■ Document text
CHFMOT18 - Editorial

PROBLEM LINK:

Practice
Contest: Division 1
Contest: Division 2

Setter: SHUBHAM KHANDELWAL
Tester: Trung Nguyen
Editorialist: Taranpreet Singh

DIFFICULTY

Cakewalk

PREREQUISITES

Basic Math

PROBLEM

You have currency coins for all even values up to N and coins valued 1, find the minimum number of coins required to pay price S.

QUICK EXPLANATION

  • If S is odd, then 1 value coin would be used.
  • While we have S > N, we can greedily use N-valued coin.
  • If there’s still some remaining price to pay, it must be even and up to N, so we can pay using 1 even-valued coin.

EXPLANATION

Firstly, since all coins except coin valued 1 are even-valued, so if S is odd, we have to use 1-value coin at least once.
Also, since we want to minimize the number of coins used, we can see that using 2 1-valued coins is worse than using one 2-value coin. So, we can see, we use 1-value coin if and only if S is odd.

So, now we can assume S is even. Now, let’s divide all even-valued coins and S by 2, The problem becomes
Find the minimum number of coins to pay price S/2, using coins with values between 1 to N/2.

It is not hard to see that we can repeatedly choose largest valued coin, till we have paid at least S. Then we can replace the last coin with an appropriately valued coin to make sum exactly S.

The minimum number of coins needed to pay at least S is given by X = \displaystyle \Big\lceil \frac{S}{N} \Big\rceil since X*N \geq S and (X-1)*N < S

So, the final answer is \displaystyle \Big\lceil \frac{S-(S \bmod 2)}{N} \Big\rceil + (S\bmod 2)

■ Supplied entries
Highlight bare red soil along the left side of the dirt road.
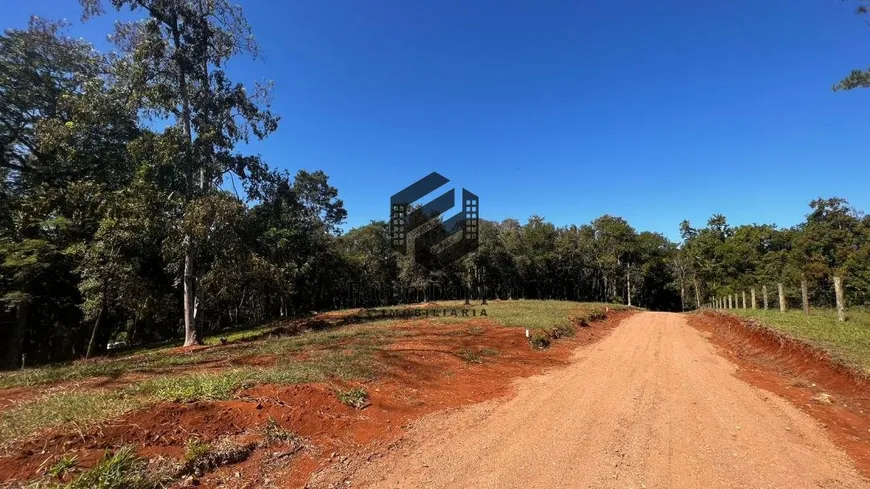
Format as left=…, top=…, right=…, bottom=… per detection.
left=0, top=312, right=632, bottom=488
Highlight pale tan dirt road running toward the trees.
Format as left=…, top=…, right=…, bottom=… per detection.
left=350, top=313, right=870, bottom=488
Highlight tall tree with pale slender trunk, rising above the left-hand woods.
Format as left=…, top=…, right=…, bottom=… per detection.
left=82, top=0, right=278, bottom=345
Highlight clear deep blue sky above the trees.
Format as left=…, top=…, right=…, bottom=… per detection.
left=6, top=0, right=870, bottom=238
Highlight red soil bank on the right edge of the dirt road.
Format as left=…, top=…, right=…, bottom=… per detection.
left=689, top=312, right=870, bottom=478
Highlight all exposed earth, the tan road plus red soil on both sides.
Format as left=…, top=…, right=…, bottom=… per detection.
left=0, top=312, right=870, bottom=488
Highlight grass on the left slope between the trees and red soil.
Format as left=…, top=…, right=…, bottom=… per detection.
left=0, top=300, right=620, bottom=447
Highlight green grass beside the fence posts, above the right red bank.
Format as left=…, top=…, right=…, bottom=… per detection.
left=729, top=309, right=870, bottom=376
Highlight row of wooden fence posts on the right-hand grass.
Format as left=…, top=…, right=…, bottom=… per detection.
left=707, top=277, right=846, bottom=321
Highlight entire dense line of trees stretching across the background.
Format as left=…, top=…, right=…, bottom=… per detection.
left=0, top=0, right=870, bottom=367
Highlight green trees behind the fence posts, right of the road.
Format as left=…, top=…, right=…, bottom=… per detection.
left=677, top=198, right=870, bottom=307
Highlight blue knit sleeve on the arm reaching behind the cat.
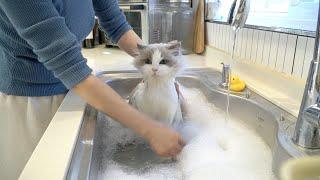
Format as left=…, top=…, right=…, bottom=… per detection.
left=93, top=0, right=132, bottom=43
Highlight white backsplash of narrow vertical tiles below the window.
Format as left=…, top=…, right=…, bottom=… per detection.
left=206, top=22, right=315, bottom=79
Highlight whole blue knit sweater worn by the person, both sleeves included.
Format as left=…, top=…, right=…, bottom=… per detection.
left=0, top=0, right=131, bottom=96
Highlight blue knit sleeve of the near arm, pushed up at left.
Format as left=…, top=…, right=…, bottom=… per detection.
left=0, top=0, right=92, bottom=89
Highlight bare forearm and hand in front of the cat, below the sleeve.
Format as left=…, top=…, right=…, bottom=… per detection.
left=73, top=75, right=184, bottom=156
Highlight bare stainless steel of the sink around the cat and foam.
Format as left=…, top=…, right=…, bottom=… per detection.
left=67, top=68, right=320, bottom=179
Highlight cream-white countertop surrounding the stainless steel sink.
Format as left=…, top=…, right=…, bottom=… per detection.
left=20, top=46, right=304, bottom=180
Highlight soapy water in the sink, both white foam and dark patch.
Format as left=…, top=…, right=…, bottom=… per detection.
left=98, top=88, right=276, bottom=180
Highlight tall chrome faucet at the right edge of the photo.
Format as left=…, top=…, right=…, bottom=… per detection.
left=292, top=2, right=320, bottom=149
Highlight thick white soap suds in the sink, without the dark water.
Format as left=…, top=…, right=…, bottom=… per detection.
left=99, top=88, right=275, bottom=180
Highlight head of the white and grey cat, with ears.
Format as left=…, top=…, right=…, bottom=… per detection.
left=134, top=41, right=184, bottom=79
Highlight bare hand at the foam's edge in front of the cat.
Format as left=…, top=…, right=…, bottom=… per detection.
left=146, top=124, right=185, bottom=157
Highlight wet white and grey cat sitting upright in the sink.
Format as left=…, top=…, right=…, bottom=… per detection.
left=129, top=41, right=184, bottom=127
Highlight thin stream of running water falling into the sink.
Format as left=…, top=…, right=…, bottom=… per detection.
left=225, top=27, right=238, bottom=125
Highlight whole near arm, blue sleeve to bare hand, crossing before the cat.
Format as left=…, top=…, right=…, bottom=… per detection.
left=0, top=0, right=185, bottom=155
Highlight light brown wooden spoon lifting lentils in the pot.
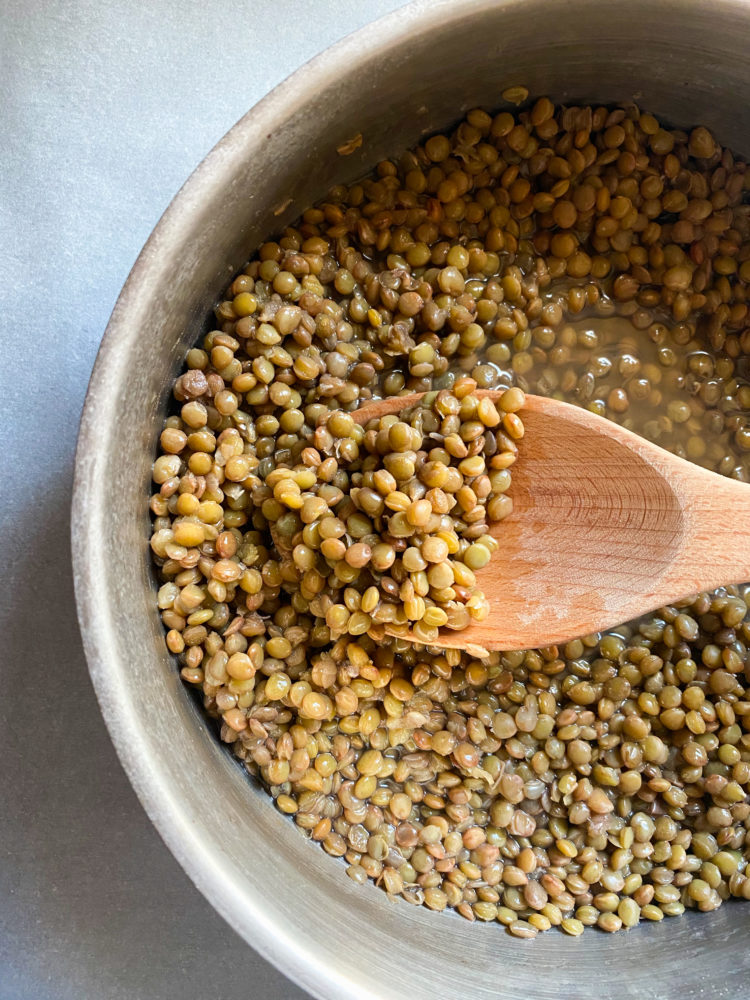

■ Work task
Can you rewrite the paragraph of the coin editorial that begins "Firstly, since all coins" more briefly, keeping its main facts?

■ Solution for this exercise
All coins except the 1-value coin are even, so an odd S needs at least one 1-value coin. One 2-value coin is better than two 1-value coins, so the 1-value coin is used if and only if S is odd.